--- What you should do ---
In the entries that follow, find the word "cabinetry" and report each line it is on.

Data records:
---*---
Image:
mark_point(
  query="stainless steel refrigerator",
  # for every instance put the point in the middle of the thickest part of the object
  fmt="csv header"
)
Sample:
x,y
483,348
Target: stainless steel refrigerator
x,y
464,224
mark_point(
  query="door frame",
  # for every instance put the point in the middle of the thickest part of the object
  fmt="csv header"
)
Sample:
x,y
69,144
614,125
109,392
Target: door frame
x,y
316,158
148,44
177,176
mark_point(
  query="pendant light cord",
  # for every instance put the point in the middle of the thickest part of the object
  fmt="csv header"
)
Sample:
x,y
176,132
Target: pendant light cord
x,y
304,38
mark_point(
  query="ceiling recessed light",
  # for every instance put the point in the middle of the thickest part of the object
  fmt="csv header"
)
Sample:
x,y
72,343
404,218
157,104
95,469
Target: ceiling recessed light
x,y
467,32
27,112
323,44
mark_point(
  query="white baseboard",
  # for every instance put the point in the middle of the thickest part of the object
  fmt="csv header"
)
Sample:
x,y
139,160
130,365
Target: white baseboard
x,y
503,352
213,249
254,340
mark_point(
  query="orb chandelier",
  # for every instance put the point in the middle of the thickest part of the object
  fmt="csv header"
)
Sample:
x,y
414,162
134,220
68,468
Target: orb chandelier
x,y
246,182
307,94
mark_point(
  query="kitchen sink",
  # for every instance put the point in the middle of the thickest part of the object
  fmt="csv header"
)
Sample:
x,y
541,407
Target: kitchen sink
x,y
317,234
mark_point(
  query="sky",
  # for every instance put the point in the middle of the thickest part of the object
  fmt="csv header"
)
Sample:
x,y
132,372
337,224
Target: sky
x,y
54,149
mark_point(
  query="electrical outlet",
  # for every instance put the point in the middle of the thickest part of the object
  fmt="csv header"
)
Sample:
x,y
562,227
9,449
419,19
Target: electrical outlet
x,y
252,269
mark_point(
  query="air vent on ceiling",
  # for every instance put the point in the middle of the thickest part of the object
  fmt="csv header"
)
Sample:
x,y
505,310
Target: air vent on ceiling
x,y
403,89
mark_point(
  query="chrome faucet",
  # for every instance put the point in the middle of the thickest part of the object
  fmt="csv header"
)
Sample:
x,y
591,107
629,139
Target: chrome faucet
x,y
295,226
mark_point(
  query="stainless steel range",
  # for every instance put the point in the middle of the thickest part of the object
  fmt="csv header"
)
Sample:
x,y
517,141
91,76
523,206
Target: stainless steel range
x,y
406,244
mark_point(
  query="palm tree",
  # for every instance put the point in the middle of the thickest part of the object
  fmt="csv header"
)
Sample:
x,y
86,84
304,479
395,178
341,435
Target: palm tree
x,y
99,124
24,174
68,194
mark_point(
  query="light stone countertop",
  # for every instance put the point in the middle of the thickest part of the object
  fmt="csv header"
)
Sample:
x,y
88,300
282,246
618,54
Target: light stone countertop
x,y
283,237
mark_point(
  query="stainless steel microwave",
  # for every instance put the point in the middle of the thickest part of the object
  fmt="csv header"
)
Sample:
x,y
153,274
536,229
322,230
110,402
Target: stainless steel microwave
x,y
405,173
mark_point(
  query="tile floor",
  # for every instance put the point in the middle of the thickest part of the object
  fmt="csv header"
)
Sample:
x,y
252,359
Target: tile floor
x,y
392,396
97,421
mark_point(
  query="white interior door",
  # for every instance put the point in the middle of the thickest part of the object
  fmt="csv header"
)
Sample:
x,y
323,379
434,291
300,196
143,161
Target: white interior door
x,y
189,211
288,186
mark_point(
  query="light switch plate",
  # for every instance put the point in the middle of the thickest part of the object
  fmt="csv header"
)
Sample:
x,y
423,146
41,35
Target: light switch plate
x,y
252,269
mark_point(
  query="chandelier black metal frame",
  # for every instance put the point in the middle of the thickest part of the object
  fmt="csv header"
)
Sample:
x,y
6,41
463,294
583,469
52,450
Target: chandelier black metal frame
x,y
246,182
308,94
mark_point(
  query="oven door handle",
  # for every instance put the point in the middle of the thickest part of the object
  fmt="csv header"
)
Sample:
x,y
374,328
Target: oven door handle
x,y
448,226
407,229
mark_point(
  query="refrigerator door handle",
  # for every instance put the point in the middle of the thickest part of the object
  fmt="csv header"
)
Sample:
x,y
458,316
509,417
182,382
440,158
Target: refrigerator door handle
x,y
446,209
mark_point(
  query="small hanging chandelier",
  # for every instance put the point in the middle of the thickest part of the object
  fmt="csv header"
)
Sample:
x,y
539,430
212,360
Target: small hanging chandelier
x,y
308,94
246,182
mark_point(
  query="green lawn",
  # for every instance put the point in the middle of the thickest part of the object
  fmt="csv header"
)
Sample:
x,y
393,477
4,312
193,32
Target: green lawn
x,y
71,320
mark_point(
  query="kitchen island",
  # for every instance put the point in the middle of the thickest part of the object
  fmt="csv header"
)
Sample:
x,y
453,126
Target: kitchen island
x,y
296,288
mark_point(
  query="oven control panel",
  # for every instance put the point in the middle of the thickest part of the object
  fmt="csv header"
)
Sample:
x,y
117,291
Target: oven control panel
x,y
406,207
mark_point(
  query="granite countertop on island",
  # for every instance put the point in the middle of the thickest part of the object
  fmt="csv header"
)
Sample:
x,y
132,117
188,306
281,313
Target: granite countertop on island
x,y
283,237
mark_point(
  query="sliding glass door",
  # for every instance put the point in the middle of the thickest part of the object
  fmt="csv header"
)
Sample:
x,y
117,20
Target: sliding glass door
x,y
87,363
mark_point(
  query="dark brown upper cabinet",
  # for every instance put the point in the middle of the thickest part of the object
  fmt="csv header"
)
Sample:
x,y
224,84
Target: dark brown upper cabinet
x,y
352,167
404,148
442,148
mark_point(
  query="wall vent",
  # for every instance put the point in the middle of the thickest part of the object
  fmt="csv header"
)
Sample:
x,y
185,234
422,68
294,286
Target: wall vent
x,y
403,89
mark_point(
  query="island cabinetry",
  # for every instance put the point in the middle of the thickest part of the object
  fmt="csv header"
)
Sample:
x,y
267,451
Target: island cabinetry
---*---
--- Answer section ---
  query="island cabinetry",
Target: island cabinetry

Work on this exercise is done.